The exercise:
Count the lines in the entries below that contain the word "field". Reply with the number only.

Provided entries:
((

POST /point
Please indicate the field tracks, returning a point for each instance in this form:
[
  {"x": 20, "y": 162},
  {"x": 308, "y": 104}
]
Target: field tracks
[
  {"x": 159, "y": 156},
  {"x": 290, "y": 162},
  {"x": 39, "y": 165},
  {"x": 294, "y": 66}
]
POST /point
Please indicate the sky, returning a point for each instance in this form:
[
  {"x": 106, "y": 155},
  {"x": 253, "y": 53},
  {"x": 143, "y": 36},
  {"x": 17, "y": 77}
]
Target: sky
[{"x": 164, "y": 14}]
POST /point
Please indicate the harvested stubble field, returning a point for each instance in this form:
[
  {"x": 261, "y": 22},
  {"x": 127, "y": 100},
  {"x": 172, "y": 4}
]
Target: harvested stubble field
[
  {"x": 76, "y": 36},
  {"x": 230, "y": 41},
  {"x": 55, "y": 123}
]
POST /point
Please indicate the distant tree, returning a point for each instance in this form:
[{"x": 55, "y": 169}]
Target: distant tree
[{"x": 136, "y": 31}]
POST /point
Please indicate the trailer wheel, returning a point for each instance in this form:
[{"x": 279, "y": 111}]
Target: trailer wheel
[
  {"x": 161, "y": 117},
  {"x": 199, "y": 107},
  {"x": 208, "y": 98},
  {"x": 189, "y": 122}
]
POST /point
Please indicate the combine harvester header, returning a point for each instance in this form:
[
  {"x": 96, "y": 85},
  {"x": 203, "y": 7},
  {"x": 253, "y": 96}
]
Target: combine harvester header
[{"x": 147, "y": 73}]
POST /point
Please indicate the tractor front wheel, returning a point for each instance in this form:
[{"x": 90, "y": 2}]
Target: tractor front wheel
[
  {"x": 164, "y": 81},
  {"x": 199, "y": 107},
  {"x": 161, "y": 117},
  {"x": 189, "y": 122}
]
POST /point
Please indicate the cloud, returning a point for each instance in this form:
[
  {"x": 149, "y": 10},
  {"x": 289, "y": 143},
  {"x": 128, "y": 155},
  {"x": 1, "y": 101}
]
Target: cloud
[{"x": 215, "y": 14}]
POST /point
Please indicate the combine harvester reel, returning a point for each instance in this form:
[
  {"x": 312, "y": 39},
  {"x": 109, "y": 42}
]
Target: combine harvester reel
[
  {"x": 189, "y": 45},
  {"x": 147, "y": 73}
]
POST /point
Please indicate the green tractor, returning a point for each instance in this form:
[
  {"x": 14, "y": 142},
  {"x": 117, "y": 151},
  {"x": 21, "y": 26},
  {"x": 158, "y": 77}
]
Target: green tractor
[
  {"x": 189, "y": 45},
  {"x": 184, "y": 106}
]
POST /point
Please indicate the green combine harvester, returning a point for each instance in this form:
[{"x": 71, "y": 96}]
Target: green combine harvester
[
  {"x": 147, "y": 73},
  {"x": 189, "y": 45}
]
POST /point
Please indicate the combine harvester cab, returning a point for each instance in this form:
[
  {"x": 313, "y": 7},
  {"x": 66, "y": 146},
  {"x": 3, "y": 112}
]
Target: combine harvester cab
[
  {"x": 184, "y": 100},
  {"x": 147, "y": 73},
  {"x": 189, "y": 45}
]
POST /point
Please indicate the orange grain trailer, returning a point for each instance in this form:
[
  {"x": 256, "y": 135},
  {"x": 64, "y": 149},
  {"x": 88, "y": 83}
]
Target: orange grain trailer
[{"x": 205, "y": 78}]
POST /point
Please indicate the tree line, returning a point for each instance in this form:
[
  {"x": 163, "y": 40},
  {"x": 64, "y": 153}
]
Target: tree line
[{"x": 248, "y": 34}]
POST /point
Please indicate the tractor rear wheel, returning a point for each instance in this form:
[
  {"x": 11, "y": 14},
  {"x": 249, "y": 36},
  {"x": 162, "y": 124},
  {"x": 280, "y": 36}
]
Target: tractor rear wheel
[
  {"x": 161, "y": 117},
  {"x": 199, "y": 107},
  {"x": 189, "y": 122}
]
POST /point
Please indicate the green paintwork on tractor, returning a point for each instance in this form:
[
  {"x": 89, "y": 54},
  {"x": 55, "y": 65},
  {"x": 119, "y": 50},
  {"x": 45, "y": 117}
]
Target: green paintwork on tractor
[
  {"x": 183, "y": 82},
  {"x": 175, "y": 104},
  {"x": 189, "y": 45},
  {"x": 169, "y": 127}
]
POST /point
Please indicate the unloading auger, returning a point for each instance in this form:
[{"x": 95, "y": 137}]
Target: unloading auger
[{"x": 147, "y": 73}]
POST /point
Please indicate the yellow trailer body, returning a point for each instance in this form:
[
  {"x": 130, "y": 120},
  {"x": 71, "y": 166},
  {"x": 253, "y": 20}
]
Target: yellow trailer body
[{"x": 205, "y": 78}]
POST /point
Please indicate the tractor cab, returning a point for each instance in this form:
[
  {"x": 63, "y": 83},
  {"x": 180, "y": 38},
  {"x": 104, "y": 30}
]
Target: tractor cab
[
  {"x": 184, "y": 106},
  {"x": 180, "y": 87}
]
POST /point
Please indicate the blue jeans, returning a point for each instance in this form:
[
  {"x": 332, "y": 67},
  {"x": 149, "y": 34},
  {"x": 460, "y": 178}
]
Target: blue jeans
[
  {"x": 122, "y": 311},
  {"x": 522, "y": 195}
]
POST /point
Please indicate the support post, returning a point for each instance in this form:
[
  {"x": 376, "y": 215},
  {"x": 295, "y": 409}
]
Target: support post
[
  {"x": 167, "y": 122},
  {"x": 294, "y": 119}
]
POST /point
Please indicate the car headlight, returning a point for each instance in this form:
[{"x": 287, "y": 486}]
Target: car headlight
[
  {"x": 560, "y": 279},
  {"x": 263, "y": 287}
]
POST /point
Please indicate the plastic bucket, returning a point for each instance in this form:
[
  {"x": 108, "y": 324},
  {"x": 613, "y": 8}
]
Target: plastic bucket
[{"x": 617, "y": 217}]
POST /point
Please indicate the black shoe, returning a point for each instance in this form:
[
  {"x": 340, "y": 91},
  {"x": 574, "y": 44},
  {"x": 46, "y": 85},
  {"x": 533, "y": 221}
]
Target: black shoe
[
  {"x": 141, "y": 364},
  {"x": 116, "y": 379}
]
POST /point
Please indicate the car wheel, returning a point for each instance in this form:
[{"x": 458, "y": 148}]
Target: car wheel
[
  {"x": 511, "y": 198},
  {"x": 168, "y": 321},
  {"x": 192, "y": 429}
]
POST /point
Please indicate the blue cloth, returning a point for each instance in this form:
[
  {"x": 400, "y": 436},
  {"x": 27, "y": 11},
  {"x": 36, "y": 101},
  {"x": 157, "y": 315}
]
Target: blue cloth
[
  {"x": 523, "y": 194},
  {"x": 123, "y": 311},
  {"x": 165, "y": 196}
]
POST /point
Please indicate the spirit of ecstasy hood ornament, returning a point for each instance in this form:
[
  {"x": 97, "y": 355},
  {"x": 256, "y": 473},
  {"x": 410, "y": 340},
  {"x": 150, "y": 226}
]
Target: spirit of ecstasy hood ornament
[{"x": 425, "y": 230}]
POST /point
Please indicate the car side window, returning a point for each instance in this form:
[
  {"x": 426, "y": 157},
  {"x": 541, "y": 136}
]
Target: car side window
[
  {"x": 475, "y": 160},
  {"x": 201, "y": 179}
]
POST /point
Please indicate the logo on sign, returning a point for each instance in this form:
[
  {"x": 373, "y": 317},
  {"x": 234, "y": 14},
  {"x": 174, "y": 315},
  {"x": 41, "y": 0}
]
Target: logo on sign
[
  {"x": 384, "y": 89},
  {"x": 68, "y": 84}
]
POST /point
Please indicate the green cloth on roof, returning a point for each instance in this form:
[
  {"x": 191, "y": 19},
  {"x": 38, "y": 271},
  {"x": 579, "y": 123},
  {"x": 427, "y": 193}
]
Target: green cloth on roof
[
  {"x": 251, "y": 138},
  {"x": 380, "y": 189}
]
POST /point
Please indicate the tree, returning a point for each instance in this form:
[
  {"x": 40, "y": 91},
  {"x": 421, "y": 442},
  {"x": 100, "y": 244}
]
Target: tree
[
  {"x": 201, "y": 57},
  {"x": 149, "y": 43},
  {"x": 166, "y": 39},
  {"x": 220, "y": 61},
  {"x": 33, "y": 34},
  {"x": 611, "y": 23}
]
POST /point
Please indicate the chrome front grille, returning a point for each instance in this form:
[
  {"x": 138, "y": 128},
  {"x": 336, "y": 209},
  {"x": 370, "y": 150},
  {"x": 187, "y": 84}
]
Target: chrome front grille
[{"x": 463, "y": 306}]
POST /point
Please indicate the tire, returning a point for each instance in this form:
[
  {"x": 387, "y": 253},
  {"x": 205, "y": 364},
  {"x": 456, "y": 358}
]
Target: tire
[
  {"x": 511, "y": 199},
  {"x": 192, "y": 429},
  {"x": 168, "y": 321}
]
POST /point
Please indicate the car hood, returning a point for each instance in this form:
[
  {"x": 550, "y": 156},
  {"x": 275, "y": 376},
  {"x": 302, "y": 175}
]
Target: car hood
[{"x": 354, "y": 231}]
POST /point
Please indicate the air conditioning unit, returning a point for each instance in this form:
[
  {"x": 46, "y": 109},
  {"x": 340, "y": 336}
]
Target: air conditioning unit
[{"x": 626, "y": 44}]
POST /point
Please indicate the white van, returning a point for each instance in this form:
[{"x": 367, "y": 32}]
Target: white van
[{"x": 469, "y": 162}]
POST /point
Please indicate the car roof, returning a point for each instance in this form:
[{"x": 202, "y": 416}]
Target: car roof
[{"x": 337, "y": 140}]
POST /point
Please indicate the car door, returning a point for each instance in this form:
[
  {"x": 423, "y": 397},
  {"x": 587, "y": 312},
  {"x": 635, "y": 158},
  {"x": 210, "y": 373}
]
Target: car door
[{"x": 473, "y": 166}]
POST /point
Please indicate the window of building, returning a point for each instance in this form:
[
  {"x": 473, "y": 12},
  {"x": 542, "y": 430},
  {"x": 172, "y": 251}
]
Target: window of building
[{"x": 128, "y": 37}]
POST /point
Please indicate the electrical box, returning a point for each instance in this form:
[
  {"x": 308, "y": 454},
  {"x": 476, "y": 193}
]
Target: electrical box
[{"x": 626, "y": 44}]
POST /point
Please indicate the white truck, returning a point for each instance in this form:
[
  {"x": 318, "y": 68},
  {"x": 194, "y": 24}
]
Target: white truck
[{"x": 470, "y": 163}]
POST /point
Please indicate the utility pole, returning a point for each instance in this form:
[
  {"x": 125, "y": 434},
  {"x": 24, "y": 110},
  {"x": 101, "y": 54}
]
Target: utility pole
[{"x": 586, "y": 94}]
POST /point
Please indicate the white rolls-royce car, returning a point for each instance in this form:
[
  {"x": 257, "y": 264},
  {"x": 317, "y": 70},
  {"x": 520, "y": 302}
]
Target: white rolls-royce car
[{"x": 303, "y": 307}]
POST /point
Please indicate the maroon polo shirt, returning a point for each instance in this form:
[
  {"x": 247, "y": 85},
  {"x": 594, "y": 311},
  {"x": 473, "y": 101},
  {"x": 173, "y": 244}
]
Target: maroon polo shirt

))

Solution to this problem:
4